- COMPITO 1
Rispondi alle seguenti domande sul brano dedicato alle cause di giustificazione:
(a) Quale articolo del codice penale menziona l'esercizio di un diritto fra le cause di giustificazione?
(b) Nella legittima difesa, a che cosa deve essere proporzionata la difesa?
(c) Nello stato di necessità, in quale misura la legge impone di ripartire il danno fra danneggiato e danneggiante?
- COMPITO 2
Ricopia parola per parola la parte del brano dedicato alle cause di giustificazione che inizia con "Comportamenti che sono" e termina con "di un diritto.".

Comportamenti che sono generalmente antigiuridici possono essere in alcuni casi, giustificati da particolari circostanze. L’art. 51 c.p. menziona fra le altre cause di giustificazione l’esercizio di un diritto.

Esistono però anche alcune cause tipiche di giustificazione:

  • Consenso      dell’avente diritto. Non è responsabile chi lede un diritto con il      consenso della prona che può validamente disporne (art. 50 c.p.). i diritti personali alla vita, alla salute,      all’integrità fisica (art. 5 c.c.),      all’onore e i diritti fondamentali di libertà non sono disponibili.
  • Legittima      difesa. Non è responsabile chi ha commesso il fatto per esservi stato      costretto dalla necessità di difendere un diritto proprio od altrui contro      il pericolo attuale di un’offesa ingiusta, sempre che la difesa sia      proporzionata all’offesa (art. 2044      c.c., art. 52 c.p.).
  • Agisce      in stato di necessità chi compie un fatto dannoso costrettovi dalla      necessità di salvare sé o altri dal pericolo attuale di un danno grave      alla persona, se il pericolo non è stato da lui volontariamente causato,      né era altrimenti evitabile. A differenza dell’ipotesi di legittima      difesa, qui il danneggiato non è in torto: il pericolo non proveniva da      lui, bensì da un fatto di natura, oppure dal fatto di un terzo. D’altra      parte non si considera in torto neppure il danneggiante necessitato.      Perciò la legge impone che il danno vada ripartito fra l’uno e l’altro in      una misura che appaia equa secondo le circostanze (art. 2045 c.c.). lo stato di necessità si ha solo quando il      danneggiante agisca per salvare sé o altri dal pericolo di un danno grave      alla persona: l’esigenza di salvare una cosa, o di evitare il pericolo di      un danno non grave alla persona non giustifica il sacrificio di diritti      altrui.

- ELENCO DEI DATI

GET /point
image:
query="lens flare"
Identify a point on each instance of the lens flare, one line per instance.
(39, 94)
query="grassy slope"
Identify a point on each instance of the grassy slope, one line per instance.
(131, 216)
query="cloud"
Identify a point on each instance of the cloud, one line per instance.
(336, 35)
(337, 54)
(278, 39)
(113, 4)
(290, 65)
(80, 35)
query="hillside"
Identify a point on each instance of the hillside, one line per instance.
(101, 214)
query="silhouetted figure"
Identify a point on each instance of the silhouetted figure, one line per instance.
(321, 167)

- RISPOSTA ATTESA 1
(a) L'art. 51 c.p.
(b) All'offesa.
(c) In una misura che appaia equa secondo le circostanze (art. 2045 c.c.).

- RISPOSTA ATTESA 2
Comportamenti che sono generalmente antigiuridici possono essere in alcuni casi, giustificati da particolari circostanze. L’art. 51 c.p. menziona fra le altre cause di giustificazione l’esercizio di un diritto.